DATA SHOWN START

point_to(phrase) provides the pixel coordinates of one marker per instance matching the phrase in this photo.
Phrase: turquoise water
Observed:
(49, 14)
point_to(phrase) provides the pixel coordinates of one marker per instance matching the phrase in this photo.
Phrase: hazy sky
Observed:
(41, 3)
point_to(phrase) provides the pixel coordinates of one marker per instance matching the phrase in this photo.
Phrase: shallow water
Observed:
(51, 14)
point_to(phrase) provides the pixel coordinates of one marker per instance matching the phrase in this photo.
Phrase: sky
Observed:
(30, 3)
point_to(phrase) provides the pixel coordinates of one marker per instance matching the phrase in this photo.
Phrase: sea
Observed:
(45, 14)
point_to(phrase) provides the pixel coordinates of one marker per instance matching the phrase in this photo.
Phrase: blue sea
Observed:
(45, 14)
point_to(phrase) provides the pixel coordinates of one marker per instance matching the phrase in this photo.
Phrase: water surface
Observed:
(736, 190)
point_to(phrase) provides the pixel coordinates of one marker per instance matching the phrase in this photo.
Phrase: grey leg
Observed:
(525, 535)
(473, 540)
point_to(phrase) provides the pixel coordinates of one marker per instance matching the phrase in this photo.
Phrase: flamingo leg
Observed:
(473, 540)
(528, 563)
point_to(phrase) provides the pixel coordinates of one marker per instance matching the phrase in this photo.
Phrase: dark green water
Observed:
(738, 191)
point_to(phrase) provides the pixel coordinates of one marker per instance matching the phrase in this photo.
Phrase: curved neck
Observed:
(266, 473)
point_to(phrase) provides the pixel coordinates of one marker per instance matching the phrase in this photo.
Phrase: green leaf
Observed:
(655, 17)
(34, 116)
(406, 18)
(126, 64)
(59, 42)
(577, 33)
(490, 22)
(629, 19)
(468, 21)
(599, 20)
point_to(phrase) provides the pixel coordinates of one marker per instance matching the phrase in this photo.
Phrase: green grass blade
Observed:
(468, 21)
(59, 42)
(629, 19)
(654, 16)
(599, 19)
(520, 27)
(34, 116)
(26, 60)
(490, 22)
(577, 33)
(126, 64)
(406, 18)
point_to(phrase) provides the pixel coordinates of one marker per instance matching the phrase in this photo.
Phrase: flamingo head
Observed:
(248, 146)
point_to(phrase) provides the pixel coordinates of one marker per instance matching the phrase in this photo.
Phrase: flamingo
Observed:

DATA SHOWN END

§ YOUR OBJECTIVE:
Which lines above hold the string "green"? Copy every one of them.

§ THE COMPLETED TASK:
Phrase: dark green water
Phrase: green leaf
Phrase: green grass blade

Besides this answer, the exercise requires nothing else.